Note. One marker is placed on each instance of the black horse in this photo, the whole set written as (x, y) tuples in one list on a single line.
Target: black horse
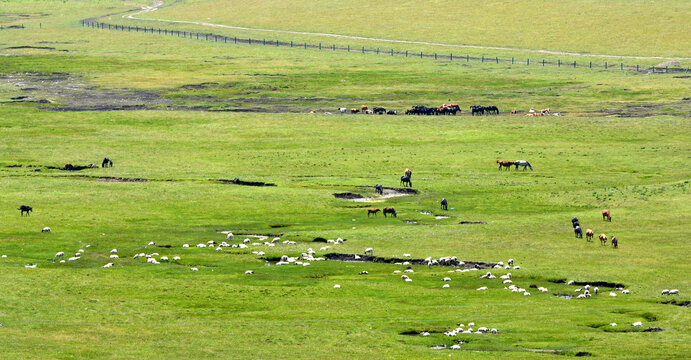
[(578, 231), (25, 209)]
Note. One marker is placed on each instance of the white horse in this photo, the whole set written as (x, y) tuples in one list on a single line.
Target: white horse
[(523, 163)]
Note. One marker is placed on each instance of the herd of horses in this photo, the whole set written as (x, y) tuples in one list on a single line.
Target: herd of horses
[(606, 216)]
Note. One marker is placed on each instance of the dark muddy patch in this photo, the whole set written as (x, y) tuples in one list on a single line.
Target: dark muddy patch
[(119, 179), (591, 283), (348, 196), (677, 303), (377, 259), (237, 181)]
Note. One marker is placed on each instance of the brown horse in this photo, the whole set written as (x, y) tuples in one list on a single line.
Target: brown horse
[(506, 164), (603, 239)]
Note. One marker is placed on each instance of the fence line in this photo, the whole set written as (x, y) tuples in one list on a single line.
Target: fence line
[(378, 51)]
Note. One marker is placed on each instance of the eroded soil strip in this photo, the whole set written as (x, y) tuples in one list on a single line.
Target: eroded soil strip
[(377, 259)]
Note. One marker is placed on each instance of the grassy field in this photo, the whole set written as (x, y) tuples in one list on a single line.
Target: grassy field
[(203, 111), (629, 28)]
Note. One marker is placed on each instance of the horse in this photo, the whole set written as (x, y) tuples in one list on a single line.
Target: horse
[(25, 209), (372, 211), (578, 231), (523, 163), (389, 210), (603, 239), (506, 164)]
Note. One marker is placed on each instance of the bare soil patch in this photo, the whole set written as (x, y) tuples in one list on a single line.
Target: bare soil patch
[(237, 181), (377, 259)]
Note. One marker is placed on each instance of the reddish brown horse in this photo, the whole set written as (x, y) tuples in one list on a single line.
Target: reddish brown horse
[(506, 164)]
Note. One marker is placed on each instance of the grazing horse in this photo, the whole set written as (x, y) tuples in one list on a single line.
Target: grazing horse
[(603, 239), (372, 211), (389, 210), (25, 209), (578, 231), (506, 164), (523, 163)]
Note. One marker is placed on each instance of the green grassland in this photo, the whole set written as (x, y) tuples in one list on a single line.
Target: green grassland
[(220, 111)]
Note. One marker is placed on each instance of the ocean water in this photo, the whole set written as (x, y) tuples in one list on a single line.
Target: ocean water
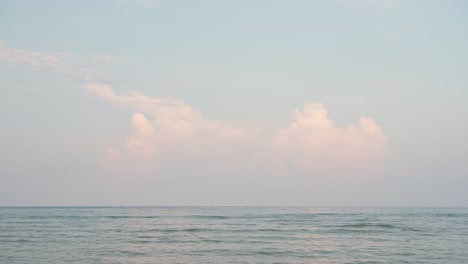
+===+
Task description:
What do you get when you reproduce these records verbatim, starting at the line containing "Note. One marker is placed on each instance of the herd" and ending at the line containing "[(606, 216)]", both lines included?

Response to this exercise:
Note. One marker is placed on each instance of the herd of horses in this photo, the whole set written as (x, y) tuples in one list on a single line.
Target: herd of horses
[(606, 216)]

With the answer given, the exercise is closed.